Saved entries:
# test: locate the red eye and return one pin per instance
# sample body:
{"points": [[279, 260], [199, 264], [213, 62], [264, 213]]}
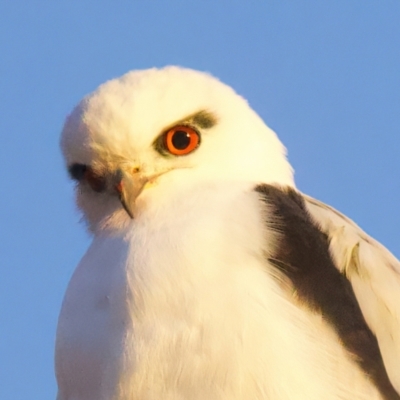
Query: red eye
{"points": [[95, 181], [181, 140]]}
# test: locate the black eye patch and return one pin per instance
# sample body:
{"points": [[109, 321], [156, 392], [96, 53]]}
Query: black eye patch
{"points": [[77, 171]]}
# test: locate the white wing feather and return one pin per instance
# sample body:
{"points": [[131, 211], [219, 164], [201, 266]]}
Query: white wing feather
{"points": [[374, 274]]}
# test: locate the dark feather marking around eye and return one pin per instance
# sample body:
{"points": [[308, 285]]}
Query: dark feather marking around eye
{"points": [[77, 171], [204, 119]]}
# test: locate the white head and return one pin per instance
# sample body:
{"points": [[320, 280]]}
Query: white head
{"points": [[121, 139]]}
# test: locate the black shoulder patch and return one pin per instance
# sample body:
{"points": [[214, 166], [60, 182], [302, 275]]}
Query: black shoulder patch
{"points": [[303, 256]]}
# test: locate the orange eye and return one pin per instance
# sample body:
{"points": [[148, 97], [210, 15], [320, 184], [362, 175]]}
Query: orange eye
{"points": [[95, 181], [181, 140]]}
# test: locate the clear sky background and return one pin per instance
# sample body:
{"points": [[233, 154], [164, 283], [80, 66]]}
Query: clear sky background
{"points": [[325, 75]]}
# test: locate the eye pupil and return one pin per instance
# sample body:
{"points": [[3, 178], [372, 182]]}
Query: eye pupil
{"points": [[181, 140]]}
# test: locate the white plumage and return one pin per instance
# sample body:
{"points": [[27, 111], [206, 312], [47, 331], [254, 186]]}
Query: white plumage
{"points": [[184, 300]]}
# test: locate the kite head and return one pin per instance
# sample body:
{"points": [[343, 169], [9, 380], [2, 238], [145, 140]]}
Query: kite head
{"points": [[142, 137]]}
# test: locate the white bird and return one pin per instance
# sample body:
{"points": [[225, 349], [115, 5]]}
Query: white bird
{"points": [[210, 276]]}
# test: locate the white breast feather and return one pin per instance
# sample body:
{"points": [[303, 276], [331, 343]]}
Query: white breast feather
{"points": [[191, 310]]}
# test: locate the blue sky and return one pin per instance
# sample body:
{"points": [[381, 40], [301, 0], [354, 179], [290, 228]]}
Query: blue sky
{"points": [[325, 75]]}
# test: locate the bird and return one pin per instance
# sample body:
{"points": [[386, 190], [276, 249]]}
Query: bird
{"points": [[210, 276]]}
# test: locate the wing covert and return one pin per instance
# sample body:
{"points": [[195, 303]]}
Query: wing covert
{"points": [[374, 274]]}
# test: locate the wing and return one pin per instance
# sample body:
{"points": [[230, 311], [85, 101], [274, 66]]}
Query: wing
{"points": [[374, 274]]}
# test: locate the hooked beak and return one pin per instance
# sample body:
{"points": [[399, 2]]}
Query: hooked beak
{"points": [[128, 188]]}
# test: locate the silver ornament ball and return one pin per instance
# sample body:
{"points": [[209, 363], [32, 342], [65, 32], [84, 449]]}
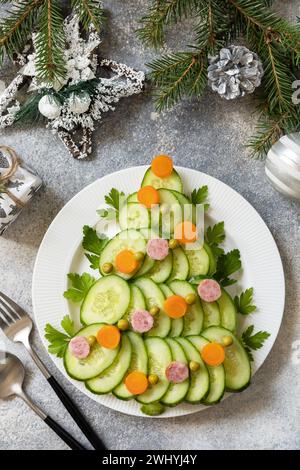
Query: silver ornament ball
{"points": [[49, 107], [79, 103], [283, 165]]}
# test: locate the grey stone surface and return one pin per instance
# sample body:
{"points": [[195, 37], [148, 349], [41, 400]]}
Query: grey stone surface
{"points": [[207, 136]]}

_Task to complete_:
Rewrite all the items above, swapping "one pin per instance" for "one point per instance" wherever it occurs and changing nothing else. Leave the pictures out.

_Exercise output_:
# test: locate the red eye and return one point per instance
# sample body:
{"points": [[279, 260], [199, 264], [213, 62], [264, 213]]}
Query: red eye
{"points": [[95, 181], [181, 140]]}
# test: locate the black eye patch and return one point per instance
# sample body:
{"points": [[109, 321], [156, 392], [96, 53]]}
Query: black eye patch
{"points": [[77, 171]]}
# test: locate the white wing feather and return one point per instance
# sample body:
{"points": [[131, 211], [219, 164], [201, 266]]}
Query: white wing feather
{"points": [[374, 274]]}
# test: locate the dark feather marking around eye and return one point per instance
# sample body:
{"points": [[308, 285]]}
Query: dark feather marking around eye
{"points": [[77, 171], [204, 119]]}
# test: locate the white head and return one point per instance
# sample body:
{"points": [[320, 280]]}
Query: white head
{"points": [[121, 139]]}
# test: locate the black shoulder patch and return one point per instance
# sample body:
{"points": [[214, 166], [60, 182], [302, 275]]}
Query: black shoulder patch
{"points": [[303, 256]]}
# test: locate the orange eye and return one point per instance
# sample body:
{"points": [[148, 97], [210, 15], [320, 184], [362, 175]]}
Query: orange eye
{"points": [[95, 181], [181, 140]]}
# test: locate the clear sky background and return one point per instance
# sample body:
{"points": [[233, 154], [164, 283], [80, 66]]}
Query: clear sky background
{"points": [[325, 75]]}
# test: locate the eye pupil and return one point per instance
# sample body:
{"points": [[3, 178], [372, 182]]}
Query: eye pupil
{"points": [[181, 140]]}
# test: locate the white plumage and return one point per instance
# sample body:
{"points": [[27, 111], [206, 312], [47, 331], [254, 186]]}
Query: white plumage
{"points": [[184, 300]]}
# test: locate the kite head and return one point per instance
# sample body:
{"points": [[343, 169], [9, 380], [2, 238], [145, 140]]}
Query: kite head
{"points": [[142, 137]]}
# test: locate the white bird and return one point per instance
# sample body:
{"points": [[225, 349], [115, 5]]}
Query: white bird
{"points": [[210, 276]]}
# test: locate the white breast feather and return one point per instance
# sample body:
{"points": [[303, 276], [331, 343]]}
Query: white breast feather
{"points": [[191, 310]]}
# test: locate the blue sky and return one point per instance
# sample body:
{"points": [[381, 40], [301, 0], [354, 179], [290, 228]]}
Query: blue sky
{"points": [[325, 75]]}
# test: locate the bird and return one point per instance
# sample body:
{"points": [[386, 190], [276, 249]]}
Query: bird
{"points": [[210, 276]]}
# test: locate the wing covert and return one point per instance
# sample body:
{"points": [[195, 303]]}
Query: wing covert
{"points": [[374, 274]]}
# test: locate the wing and return one point per instance
# sample body:
{"points": [[230, 311], [85, 101], [274, 66]]}
Query: wing
{"points": [[374, 274]]}
# test: locate the hooked beak and return one point per instance
# sample body:
{"points": [[399, 2]]}
Query: hooked beak
{"points": [[128, 188]]}
# test: locate the silver ornament ball and return one point per instance
# sample body:
{"points": [[209, 363], [32, 342], [65, 32], [84, 449]]}
Query: silver ornament ball
{"points": [[49, 107], [79, 103], [283, 165]]}
# test: locate the grey stone surface and return one point per instance
# sample body:
{"points": [[195, 37], [148, 349], [41, 400]]}
Query: grey stone surface
{"points": [[207, 136]]}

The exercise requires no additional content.